**Given data:**
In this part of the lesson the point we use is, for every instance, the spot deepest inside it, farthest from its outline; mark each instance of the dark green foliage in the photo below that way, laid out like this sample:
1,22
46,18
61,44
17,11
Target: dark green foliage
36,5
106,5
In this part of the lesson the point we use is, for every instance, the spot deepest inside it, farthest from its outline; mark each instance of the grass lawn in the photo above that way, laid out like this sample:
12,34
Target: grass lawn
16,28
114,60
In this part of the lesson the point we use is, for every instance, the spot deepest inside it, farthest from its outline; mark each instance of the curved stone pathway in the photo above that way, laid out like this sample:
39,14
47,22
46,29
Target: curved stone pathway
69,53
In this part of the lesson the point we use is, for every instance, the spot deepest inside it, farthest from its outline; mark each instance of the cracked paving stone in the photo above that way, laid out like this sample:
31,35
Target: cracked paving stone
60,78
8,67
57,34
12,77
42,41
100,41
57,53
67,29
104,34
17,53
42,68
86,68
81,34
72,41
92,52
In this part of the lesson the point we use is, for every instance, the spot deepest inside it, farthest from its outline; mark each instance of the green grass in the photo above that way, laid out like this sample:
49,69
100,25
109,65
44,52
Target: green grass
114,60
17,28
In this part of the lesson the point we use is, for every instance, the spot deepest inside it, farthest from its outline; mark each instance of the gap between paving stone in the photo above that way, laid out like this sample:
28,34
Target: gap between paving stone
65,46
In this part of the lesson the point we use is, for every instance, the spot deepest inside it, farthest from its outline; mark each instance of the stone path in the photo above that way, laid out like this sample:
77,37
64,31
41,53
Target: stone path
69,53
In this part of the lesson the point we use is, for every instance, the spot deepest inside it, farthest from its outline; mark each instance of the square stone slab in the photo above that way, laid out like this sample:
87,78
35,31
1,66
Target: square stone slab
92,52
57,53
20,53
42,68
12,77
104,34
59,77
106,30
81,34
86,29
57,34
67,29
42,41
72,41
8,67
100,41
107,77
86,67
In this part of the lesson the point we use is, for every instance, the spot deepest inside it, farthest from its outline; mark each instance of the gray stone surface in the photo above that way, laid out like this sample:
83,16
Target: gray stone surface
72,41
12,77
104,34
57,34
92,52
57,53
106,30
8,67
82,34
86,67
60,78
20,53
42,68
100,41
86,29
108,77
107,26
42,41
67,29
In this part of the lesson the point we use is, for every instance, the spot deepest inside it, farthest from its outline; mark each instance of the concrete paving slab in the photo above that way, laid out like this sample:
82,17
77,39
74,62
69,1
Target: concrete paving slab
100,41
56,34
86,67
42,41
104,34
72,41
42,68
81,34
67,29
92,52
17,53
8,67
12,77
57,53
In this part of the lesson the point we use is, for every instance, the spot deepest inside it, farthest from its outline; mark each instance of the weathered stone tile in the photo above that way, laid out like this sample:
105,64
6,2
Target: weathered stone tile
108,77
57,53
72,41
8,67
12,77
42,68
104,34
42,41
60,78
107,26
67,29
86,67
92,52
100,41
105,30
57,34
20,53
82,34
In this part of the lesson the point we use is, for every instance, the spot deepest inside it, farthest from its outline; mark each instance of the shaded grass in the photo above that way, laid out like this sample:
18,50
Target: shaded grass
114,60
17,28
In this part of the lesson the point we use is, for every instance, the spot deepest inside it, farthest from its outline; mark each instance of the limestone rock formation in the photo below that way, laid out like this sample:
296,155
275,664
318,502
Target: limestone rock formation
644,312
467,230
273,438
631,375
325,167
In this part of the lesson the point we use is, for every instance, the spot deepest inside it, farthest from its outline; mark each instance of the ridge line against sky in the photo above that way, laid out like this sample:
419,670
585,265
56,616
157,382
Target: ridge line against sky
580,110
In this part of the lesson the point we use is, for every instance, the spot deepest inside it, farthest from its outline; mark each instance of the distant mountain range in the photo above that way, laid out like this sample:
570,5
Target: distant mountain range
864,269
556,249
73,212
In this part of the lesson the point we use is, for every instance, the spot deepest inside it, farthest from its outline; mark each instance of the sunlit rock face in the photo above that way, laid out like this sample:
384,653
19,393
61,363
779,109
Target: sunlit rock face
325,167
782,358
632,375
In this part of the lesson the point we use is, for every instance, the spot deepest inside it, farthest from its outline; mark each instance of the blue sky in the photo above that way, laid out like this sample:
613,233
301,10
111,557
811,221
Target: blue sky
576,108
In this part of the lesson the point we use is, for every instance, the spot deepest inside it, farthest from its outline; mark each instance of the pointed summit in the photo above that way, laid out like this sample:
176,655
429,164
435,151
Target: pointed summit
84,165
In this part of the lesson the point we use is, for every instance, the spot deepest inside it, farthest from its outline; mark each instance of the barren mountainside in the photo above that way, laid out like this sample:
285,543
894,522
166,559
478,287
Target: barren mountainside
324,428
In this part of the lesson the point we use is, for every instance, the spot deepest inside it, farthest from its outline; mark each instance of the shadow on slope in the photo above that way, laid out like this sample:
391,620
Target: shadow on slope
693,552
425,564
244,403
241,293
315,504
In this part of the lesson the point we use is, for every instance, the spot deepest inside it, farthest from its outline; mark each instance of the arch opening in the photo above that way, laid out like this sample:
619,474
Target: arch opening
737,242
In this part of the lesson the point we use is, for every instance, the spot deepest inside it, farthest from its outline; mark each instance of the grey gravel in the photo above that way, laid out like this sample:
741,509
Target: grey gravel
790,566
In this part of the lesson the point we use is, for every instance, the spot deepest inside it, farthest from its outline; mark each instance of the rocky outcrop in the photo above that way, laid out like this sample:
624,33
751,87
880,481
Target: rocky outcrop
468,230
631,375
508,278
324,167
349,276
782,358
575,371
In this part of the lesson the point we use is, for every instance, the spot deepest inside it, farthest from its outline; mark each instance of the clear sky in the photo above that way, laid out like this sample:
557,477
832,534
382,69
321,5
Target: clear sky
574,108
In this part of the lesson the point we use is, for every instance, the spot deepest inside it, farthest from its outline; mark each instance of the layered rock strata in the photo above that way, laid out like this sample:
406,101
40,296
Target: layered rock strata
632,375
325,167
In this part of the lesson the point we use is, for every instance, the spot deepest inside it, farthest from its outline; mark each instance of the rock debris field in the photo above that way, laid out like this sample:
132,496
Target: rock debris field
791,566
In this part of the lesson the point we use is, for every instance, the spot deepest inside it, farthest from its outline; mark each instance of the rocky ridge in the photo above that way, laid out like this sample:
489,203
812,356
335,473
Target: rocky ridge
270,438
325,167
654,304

**Required work:** Print the entire set of records again, exactly.

**Solution for this exercise:**
In this part of the lesson the point we use is, for every instance, the spot deepest inside it, farthest from its outline; mark each instance of the dark green foliage in the photo below that way, laid out like this sample:
1,22
46,18
61,44
17,11
Target: dark green foliage
36,5
106,5
In this part of the lesson the point we use is, for every instance, the spot deepest inside it, farthest from its outline; mark each instance of the grass lawn in the photo above that way, laid out like this sample:
12,34
Target: grass lawn
16,28
114,60
In this part of the lesson the point we use is, for every instance, the spot deepest inside it, farthest from its outline; mark each instance of the curved stone pathway in the photo above that way, laid out like this sample:
39,14
47,22
46,29
Target: curved stone pathway
69,53
In this part of the lesson the point we use is, for every instance, the spot deepest inside it, farthest from its outline; mark each instance of the cracked paving stone in the photo above that way, laid out like this sample:
31,35
Target: cracked paving stone
60,78
8,67
57,34
12,77
42,41
100,41
57,53
67,29
104,34
17,53
42,68
86,68
81,34
72,41
92,52
In this part of the lesson the point we use is, for every instance, the spot deepest inside it, farthest from its outline; mark each instance of the green grass in the photo above that way, laid out like this sample:
49,69
100,25
109,65
44,52
Target: green grass
114,60
17,28
In this part of the lesson the point we use is, for every instance, the spot deepest inside it, farthest from its outline; mark each instance of the gap between paving stone in the photo above that way, laid out like this sample:
28,34
Target: gap between paving stone
65,46
In this part of the lesson the point we use is, for every instance, the spot deepest inside it, farthest from its outline; mark each instance of the stone path in the photo above that way, laid out like this sample:
77,37
64,31
41,53
Target: stone path
69,53
In this part of the lesson the point we use is, for every instance, the spot deepest inside it, farthest from its outline; mark each instance of the square stone slab in the photo above that way, laid out like this sample:
87,78
35,31
1,66
Target: square stone slab
92,52
57,53
20,53
42,68
12,77
104,34
59,77
106,30
81,34
86,29
57,34
67,29
42,41
72,41
8,67
100,41
107,77
86,67
In this part of the lesson the point we use is, for every instance, the spot deepest inside it, farthest from its outline; mark each instance of the gray stone surface in the photo above that way, laid out like this sample:
83,16
Target: gray stone surface
72,41
12,77
104,34
57,34
92,52
57,53
106,30
8,67
82,34
86,67
60,78
20,53
42,68
100,41
86,29
108,77
107,26
42,41
67,29
In this part of the lesson the point we use is, for every instance, the spot deepest inside it, farthest from its outline; mark each instance of the concrete paving slab in the photo above that way, laid out like this sample:
82,17
77,39
74,62
69,1
Target: concrete paving slab
100,41
56,34
86,67
42,41
104,34
72,41
42,68
81,34
67,29
92,52
17,53
8,67
12,77
57,53
In this part of the lesson the point we use is, for every instance, the spot deepest inside it, farthest from its outline; mark each instance of the weathered stone tile in the photo above that way, laid out like this sample:
105,64
6,2
Target: weathered stone tile
108,77
57,53
72,41
8,67
12,77
42,68
104,34
42,41
60,78
107,26
67,29
86,67
92,52
100,41
105,30
57,34
20,53
82,34
In this part of the lesson the point we use is, for every instance, the spot deepest inside it, farthest from its outline; mark each instance of the shaded grass in the photo above that way, laid out like this sample:
18,50
Target: shaded grass
114,60
17,28
In this part of the lesson the point we use is, for every instance, the spot deepest inside it, farthest from its outline; mark each instance of the limestone rock formation in the photo below that way, laid out like this sample:
296,155
275,664
318,502
Target: limestone rock formation
644,312
467,230
273,438
631,375
325,167
In this part of the lesson the point we use is, for every instance, the spot deepest inside it, farthest from its outline; mark each instance of the ridge line against sky in the photo above that way, laid out like this sample:
419,670
585,265
56,616
157,382
Target: ridge line against sky
580,110
In this part of the lesson the point we use is, for every instance, the spot deepest inside it, farthest from its outline; mark each instance of the distant mountain range in the photo above that way, laid out like this sample:
570,5
Target: distant mountain range
864,269
556,249
73,212
In this part of the lesson the point we use is, for every instance, the spot deepest inside it, farthest from its outline; mark each instance of the sunlit rock face in the photo above that way, laid out like this sample:
384,653
19,393
61,363
779,109
Target: sunlit rock face
325,167
782,358
632,375
In this part of the lesson the point we use is, for every instance, the spot deepest inside it, farthest from its outline; mark each instance of the blue sky in the photo above that way, laid out like this sample:
613,233
301,10
111,557
811,221
Target: blue sky
576,108
In this part of the lesson the point we use is, for every instance, the spot deepest inside it, farthest from its outline; mark each instance of the pointed summit in the photo above that way, laid out like this sample:
176,655
429,164
435,151
Target: pointed summit
84,165
In this part of the lesson the point we use is, for every instance, the spot deepest inside it, farthest from its outline; mark each instance of the barren mountainside in the photo above that way, laid out like this sample:
285,543
894,522
166,559
478,287
Target: barren mountainside
324,428
In this part of the lesson the point we use is, for every instance, the spot deepest inside it, farthest from its outline; mark each instance of the shadow on slope in the photo above that way, laid out like this sample:
391,620
Target: shadow on slope
693,552
425,564
244,403
241,293
315,504
In this part of the lesson the point we use is, for every instance, the spot deepest inside it, farthest from its outline; mark each instance of the arch opening in the photo above that way, laid out like this sample:
619,474
Target: arch opening
737,242
In this part of the lesson the point we use is, for every instance, the spot deepest inside it, farthest from its outline; mark each instance of the grey gravel in the photo above that way, laid out like this sample:
741,509
Target: grey gravel
790,566
In this part of the lesson the point we use is, for every instance, the spot deepest inside it, farthest from its outline; mark each instance of the rocky outcrop in the photo above that way, laid out like this sample:
624,33
751,87
880,481
Target: rocky outcrop
468,230
631,375
508,278
324,167
349,276
782,358
575,371
In this part of the lesson the point we use is, for every instance, the spot deepest inside it, farthest from its outline; mark each instance of the clear sky in the photo above that way, laid out like this sample:
557,477
832,534
382,69
321,5
Target: clear sky
574,108
In this part of the lesson the point we use is, for every instance, the spot deepest inside it, farthest from its outline; mark each instance of the layered rock strata in the photo above that way, laid out like this sample:
406,101
40,296
Target: layered rock strata
632,375
325,167
In this part of the lesson the point we use is, for every instance, the spot deepest inside it, farthest from its outline; mark each instance of the rock debris field in the photo above that way, laid out like this sample:
132,496
Target: rock debris field
791,566
In this part of the lesson the point we use is, for every instance, the spot deepest inside it, farthest from its outline; mark each instance of the rocky ridge in the photo above that way, laid out like this sample:
489,203
812,356
335,473
Target: rocky ridge
270,438
325,167
654,304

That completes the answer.